# TASK DETAILS
Copy the whole listing verbatim.

# ENTRIES SUPPLIED

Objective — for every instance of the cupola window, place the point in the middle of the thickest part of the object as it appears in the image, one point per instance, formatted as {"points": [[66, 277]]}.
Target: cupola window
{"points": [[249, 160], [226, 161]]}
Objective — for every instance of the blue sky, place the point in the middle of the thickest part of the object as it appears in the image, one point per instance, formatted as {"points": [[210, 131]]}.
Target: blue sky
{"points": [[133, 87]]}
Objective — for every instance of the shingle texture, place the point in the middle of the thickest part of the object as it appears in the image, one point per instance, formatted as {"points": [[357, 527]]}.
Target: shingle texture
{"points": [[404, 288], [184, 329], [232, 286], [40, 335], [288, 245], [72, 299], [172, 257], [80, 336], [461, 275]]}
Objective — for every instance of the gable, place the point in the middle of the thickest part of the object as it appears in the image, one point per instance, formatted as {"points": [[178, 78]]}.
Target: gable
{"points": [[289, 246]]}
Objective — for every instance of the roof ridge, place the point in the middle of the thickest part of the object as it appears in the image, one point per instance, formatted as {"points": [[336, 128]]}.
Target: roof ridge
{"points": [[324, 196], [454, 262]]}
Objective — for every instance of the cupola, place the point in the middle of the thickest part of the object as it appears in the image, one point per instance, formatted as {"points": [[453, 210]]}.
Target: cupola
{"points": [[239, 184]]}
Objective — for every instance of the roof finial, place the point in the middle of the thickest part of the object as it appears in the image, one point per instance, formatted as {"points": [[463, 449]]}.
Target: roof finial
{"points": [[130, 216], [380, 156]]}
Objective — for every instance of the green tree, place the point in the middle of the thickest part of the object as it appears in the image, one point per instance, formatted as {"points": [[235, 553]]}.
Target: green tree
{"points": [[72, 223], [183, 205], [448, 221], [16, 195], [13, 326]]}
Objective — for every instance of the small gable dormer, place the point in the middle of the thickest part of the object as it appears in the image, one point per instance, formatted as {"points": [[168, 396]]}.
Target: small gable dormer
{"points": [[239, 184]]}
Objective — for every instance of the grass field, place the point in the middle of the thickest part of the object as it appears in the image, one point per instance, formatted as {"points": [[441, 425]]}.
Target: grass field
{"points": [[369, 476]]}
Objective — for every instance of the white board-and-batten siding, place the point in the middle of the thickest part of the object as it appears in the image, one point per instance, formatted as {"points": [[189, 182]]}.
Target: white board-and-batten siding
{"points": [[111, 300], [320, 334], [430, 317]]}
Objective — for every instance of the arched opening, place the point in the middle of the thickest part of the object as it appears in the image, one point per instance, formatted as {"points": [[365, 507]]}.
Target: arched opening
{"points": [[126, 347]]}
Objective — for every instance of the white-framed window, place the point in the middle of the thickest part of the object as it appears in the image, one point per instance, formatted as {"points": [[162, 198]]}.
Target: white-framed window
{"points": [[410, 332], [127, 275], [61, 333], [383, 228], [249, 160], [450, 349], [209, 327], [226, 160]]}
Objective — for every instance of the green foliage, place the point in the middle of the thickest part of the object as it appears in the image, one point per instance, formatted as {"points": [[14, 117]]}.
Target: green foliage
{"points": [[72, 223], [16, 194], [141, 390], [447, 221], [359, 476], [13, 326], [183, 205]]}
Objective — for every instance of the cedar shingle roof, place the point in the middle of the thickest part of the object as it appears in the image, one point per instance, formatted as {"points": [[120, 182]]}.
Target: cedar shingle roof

# EXERCISE ANSWER
Objective — for every instance of the cupola window, place the point in the middle of the thickest part of the object as it appears in the image, one point per instance, formatted as {"points": [[66, 277]]}.
Target: cupola window
{"points": [[249, 160], [226, 161]]}
Objective — for every instance of the blue sky, place the point in the middle of the thickest part of the object as it appears in the image, one point per instance, formatted as {"points": [[210, 131]]}.
Target: blue sky
{"points": [[133, 87]]}
Objective — for every instance of the shingle texture, place the point in the middle of the thickest part of the object as it appears in the image, one point per instance, formatted as {"points": [[357, 527]]}.
Target: shingle texture
{"points": [[404, 288], [184, 329], [232, 286], [40, 335], [288, 245], [72, 299], [172, 257], [80, 336], [461, 275]]}
Objective — for every instance of the gable, place the point in the middle of the thickest part of the object as it appears in the image, one point per instance, formatted as {"points": [[178, 78]]}.
Target: gable
{"points": [[289, 246]]}
Objective — for every instance of the roof ridge, place the point in the middle of the thickest part of the object as it appears in the image, one point per instance, formatted as {"points": [[336, 128]]}.
Target: roof ridge
{"points": [[324, 196], [454, 262]]}
Objective — for every instance of the cupola, place the point in the middle of the thickest part of the object as it appears in the image, one point per instance, formatted as {"points": [[453, 210]]}.
Target: cupola
{"points": [[239, 184]]}
Objective — for every instance of the roof finial, place the point in the middle of the thickest part of the object as it appears in the image, one point per instance, formatted as {"points": [[463, 449]]}.
Target: roof finial
{"points": [[130, 216], [380, 156]]}
Objective — for every instance of the green tree, place the point in the middle of the thickest part of the object as it appears in the image, one point per instance, formatted as {"points": [[235, 553]]}.
Target: green tree
{"points": [[72, 223], [183, 205], [448, 221], [16, 195], [13, 326]]}
Objective — for every instance of the small gable dormer, place the point in the middle of the thickest part of the object as it appears in the image, one point per instance, formatted as {"points": [[168, 396]]}.
Target: small gable dormer
{"points": [[239, 184]]}
Objective — for every instance of the grass field, place the point in the middle of the thickest part of the object as it appears in the image, one point per instance, formatted as {"points": [[441, 425]]}.
Target: grass field
{"points": [[369, 476]]}
Objective — for every instance of the white board-and-batten siding, place the point in the middle of the thickest part of the object as it appears in the image, one point per instance, formatted as {"points": [[189, 182]]}.
Target: white board-and-batten siding
{"points": [[111, 300], [320, 334], [430, 317]]}
Objective — for every instance of the arched opening, place the point in the middle of the thickest part of the object as it appears in the image, one point per instance, formatted as {"points": [[365, 507]]}.
Target: arched opening
{"points": [[126, 347]]}
Objective — for every instance of the white-framed window, place the point in the middle of the thickest part of the object as it appears in the image, one point per instance, formatted as {"points": [[162, 198]]}.
Target: white-framed window
{"points": [[410, 332], [127, 275], [61, 333], [383, 228], [249, 160], [450, 349], [209, 327], [226, 160]]}
Objective — for every instance of the green foliage, place the point in the middle of the thickest part of the object as it appears in the image, one point per instance, formatted as {"points": [[14, 117]]}.
Target: green foliage
{"points": [[72, 223], [16, 194], [141, 390], [447, 221], [359, 476], [13, 326], [183, 205]]}
Objective — for every instance of the cedar shingle roof, place the point in the middle of the thickest part of the object as it appears in the image, one point per instance, formatted as {"points": [[120, 182]]}.
Target: cedar shingle roof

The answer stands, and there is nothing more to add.